== READING PASSAGE

August 31, 2005
Keeping the feeling alive
The Chinese university culture still shocks me.
Exhibit A: Getting our class schedules. Each semester it’s been a different drill. Last semester I didn't get my class scedule until halfway through the first class I was supposed to teach. I tried to get this semester’s schedule at the beginning of summer vacation but was told the foreign teachers’ schedules wouldn’t be ready till later. The vacation passed and the beginning of school approached; with a little sleuthing and help from students I was able to navigate the school’s website enough to find what I thought were Naomi’s and my schedules: Foreign Teacher 1 and Foreign Teacher 2. I adjusted myself to the prospect of teaching Business Writing; I was to teach some of the same students I taught last semester, whom I liked. I had no classes on Mondays.
Sunday arrived, the day before classes began. We were summoned at about 10:00 in the morning to the English Department office to pick up our schedules. Lo and behold, my Foreign Teacher number was changed to 5. My classes were completely different from what I expected. I couldn’t have planned in advance if I’d wanted to. My first class was 8:00 the next morning.

====
== EXTRACTED INFORMATION

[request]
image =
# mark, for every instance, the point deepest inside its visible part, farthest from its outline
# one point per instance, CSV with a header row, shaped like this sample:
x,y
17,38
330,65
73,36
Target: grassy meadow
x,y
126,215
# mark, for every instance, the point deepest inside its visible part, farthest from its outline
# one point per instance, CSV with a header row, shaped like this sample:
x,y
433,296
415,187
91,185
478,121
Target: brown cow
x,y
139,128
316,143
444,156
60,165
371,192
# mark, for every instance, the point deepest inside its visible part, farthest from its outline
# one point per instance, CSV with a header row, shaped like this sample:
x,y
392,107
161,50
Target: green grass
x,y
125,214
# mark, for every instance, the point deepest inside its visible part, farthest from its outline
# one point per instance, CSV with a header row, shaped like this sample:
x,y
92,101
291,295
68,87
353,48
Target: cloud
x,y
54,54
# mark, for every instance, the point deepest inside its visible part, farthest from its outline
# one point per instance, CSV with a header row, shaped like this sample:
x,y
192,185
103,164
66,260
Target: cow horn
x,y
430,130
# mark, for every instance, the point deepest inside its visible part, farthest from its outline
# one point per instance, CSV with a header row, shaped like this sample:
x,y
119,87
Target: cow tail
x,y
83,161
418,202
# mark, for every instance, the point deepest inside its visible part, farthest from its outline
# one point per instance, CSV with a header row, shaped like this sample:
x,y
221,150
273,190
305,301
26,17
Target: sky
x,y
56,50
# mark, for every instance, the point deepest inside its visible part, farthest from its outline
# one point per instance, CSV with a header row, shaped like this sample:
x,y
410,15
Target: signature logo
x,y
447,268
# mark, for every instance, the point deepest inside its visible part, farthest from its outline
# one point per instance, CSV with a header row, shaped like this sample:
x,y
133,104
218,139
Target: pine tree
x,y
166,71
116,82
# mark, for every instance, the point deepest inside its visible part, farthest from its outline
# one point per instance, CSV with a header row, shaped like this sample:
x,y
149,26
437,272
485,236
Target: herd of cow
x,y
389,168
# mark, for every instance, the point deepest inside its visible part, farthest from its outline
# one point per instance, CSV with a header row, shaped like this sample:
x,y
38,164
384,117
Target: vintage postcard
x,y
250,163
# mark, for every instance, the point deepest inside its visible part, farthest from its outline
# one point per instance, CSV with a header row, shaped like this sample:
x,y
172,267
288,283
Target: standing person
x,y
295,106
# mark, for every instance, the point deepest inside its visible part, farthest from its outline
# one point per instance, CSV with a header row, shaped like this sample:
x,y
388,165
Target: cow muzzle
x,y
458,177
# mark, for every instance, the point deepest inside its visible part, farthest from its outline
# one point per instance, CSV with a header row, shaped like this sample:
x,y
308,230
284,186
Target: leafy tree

====

- **PROBLEMS**:
1. According to the post, what time was the writer's first class on the morning after the schedules were handed out?
2. Copy everything from "Sunday arrived, the" down to "the next morning." in the post, substituting "Saturday" for "Sunday".
The entries can be left aside.

- **RESPONSES BY TASK**:
1. 8:00 in the morning.

2.
Saturday arrived, the day before classes began. We were summoned at about 10:00 in the morning to the English Department office to pick up our schedules. Lo and behold, my Foreign Teacher number was changed to 5. My classes were completely different from what I expected. I couldn’t have planned in advance if I’d wanted to. My first class was 8:00 the next morning.